EXERCISE →
Somewhere below, one line contains "Target = girl's dark hair" and a later line contains "Target = vertical grab pole". Output those two lines and everything between them exactly, and nothing else.

DATA RECORDS →
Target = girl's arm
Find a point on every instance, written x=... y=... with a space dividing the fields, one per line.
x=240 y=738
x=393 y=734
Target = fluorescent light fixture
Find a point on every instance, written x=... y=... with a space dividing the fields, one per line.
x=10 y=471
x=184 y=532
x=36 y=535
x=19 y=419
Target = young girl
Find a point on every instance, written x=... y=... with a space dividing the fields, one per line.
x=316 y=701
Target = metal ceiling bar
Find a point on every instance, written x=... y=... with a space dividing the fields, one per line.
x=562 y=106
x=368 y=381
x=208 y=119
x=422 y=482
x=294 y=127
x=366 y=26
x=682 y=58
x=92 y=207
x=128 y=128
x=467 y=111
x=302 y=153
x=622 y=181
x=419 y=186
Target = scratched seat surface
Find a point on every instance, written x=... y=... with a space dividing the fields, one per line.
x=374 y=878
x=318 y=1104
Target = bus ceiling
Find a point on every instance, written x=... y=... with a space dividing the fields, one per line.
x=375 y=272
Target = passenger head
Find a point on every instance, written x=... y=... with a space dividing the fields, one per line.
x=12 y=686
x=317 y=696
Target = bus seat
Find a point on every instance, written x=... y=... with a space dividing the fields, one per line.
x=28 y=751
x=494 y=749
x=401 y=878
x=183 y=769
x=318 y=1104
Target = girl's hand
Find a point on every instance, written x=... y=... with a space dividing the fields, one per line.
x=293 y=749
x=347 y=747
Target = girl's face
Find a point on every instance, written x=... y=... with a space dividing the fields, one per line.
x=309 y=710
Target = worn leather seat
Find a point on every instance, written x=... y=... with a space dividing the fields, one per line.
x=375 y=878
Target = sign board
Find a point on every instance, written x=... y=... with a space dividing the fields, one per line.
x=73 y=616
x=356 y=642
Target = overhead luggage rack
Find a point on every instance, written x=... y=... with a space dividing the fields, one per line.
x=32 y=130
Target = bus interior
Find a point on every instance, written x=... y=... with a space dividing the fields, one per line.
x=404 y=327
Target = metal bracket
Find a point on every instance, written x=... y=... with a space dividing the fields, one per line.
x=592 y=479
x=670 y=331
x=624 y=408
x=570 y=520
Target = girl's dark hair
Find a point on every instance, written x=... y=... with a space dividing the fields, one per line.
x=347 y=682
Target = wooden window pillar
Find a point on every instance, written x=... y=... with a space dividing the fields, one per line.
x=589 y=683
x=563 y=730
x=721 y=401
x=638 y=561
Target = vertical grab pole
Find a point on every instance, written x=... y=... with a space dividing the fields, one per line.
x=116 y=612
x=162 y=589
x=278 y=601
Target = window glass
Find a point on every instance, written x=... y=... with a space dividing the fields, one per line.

TASK RESULT →
Target = girl's dark hair
Find a point on every instance, written x=... y=... with a space dividing the fields, one per line.
x=347 y=682
Target = wooden window pillar
Find a point on every instance, written x=... y=... with a space dividing the fields, one per line.
x=589 y=683
x=563 y=730
x=721 y=401
x=638 y=561
Target = vertical grab pole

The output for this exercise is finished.